*Exercise*. Pick up the news story about the high school runner who crawled across the finish line, and keep writing from the point where it stops.

*Text block*.
····················
November 16, 2011
Of all the inspiring moments of determination you see in the remaining months of 2011, it's unlikely any can top the heroics turned in by one high school senior Monday at an unusually humid cross country race in Louisiana.
As reported by WWL-TV and the New Orleans Times-Picayune, among other sources, Covington (La.) St. Paul's School senior cross country star Christian Bergeron's body failed during the final yards of the Louisiana Class 5A boys cross country championship race on Monday. Yet, while the runner collapsed again and again over the final 25 yards of the race, his spirit never wavered, with the teenager eventually dragging himself across the finish line on his hands and knees to complete the final cross country race of his high school career, as you can see above.
As soon as Bergeron crossed the finish line, he collapsed into the arms of his older brother, Joey Bergeron, who was on hand to watch his sibling's final race.
"I was trying to move my legs, but it just wasn't working," Bergeron told WWL-TV. "I tried standing and they just buckled underneath me, so that's when I resorted to crawling. I don't remember hearing anything. When I crossed the line, I saw my brother, and he picked me up and brought me to the bench."
····················
*Information provided*.
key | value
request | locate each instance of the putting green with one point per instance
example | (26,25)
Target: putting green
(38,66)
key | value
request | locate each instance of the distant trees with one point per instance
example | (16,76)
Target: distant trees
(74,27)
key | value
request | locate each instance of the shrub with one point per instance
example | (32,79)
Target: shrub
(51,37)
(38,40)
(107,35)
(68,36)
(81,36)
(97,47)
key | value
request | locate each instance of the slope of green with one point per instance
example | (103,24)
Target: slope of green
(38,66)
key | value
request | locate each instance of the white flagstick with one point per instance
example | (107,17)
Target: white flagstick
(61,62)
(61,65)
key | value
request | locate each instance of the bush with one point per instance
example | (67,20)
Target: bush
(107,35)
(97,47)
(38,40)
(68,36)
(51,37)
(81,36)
····················
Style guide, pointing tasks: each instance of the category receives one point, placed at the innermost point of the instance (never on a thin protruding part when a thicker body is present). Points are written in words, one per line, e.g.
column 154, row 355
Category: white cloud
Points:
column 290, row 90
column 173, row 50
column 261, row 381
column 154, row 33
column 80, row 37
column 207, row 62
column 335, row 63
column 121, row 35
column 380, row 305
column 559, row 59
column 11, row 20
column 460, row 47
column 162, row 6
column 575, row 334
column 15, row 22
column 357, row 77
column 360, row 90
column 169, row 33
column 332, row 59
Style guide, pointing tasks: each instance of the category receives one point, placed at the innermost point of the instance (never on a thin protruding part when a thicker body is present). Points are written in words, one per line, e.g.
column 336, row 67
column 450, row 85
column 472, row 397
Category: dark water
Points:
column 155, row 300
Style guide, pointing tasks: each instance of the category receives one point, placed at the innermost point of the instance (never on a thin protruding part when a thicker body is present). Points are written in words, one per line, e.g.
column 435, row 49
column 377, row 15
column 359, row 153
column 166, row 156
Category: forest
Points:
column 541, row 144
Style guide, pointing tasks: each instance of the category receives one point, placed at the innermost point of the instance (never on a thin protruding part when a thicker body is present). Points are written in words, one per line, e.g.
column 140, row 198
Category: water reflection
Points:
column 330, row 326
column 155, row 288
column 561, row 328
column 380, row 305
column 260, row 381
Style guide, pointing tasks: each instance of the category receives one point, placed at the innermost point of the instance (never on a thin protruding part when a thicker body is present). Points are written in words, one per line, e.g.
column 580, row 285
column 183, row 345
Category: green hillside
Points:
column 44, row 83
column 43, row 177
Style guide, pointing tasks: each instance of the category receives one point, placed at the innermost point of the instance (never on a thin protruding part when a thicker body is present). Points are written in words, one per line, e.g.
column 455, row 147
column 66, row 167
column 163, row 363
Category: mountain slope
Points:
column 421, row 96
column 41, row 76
····················
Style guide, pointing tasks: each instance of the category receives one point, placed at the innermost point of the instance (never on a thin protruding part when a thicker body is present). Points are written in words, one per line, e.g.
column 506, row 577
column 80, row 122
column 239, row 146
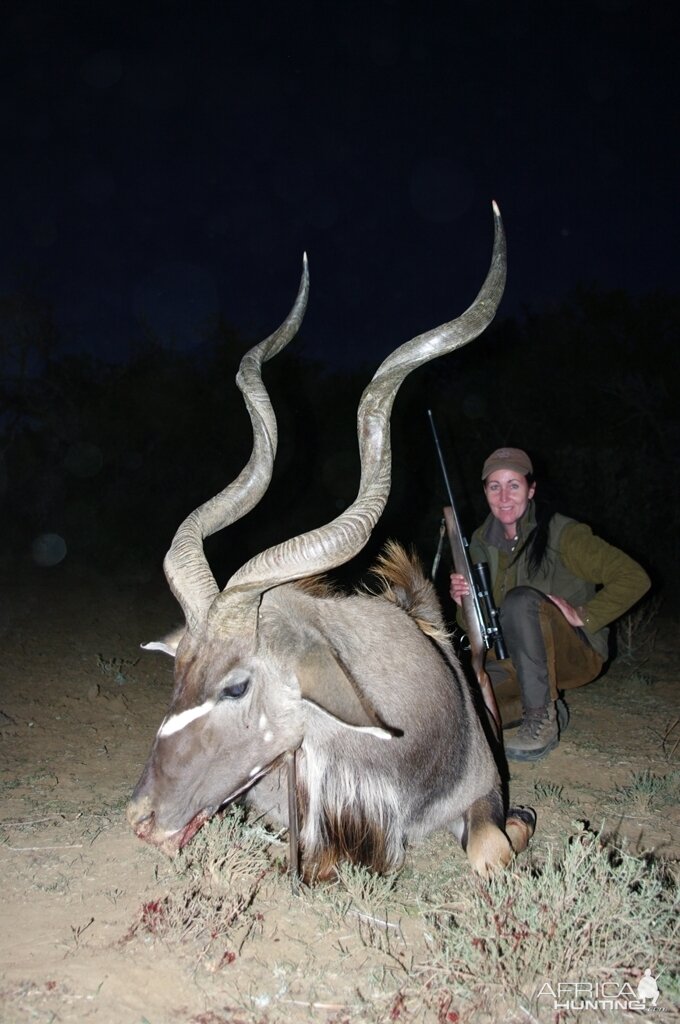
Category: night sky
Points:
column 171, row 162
····················
*Answer for this exercise*.
Determining exactly how many times Bergeron collapsed in the closing yards is a difficult task, since he appeared to resurrect himself more than once only to fall over backwards. Still, none of those setbacks stopped the runner from finishing the race, even if he did lose about 30 seconds from his projected finish time, dropping him from 13th place to 39th in the process.
Those results were hardly anyone's focus after the teenager finally made it across the line. Rather, they were concerned with his welfare, with his mother, who happens to be a nurse, rushing down to the track and transporting her son to a nearby hospital in a golf cart.
According to the Times-Picayune, the race has never staffed an EMT in past years, but the unseasonable heat and humidity -- Natchitoches, La., where the race was held, had a heat index above 80 degrees on Monday -- made for dangerous race conditions for teens more accustomed to racing in weather nearly 20 degrees cooler by this point in the season.
"There's no paramedics, no ambulance, nothing," Joey Bergeron told the Times-Picayune. "It's hot, and kids are lying around everywhere suffering."
Yet, despite all that suffering, Bergeron never wavered in his commitment to finishing the race for his team. In that, his teammates here hardly surprised, as St. Paul's sophomore Zachary Albright told the Times-Picayune:
"Christian's all heart," he said. "He would do anything for this team. He looked like he was OK right before the race, but we were all dying out there."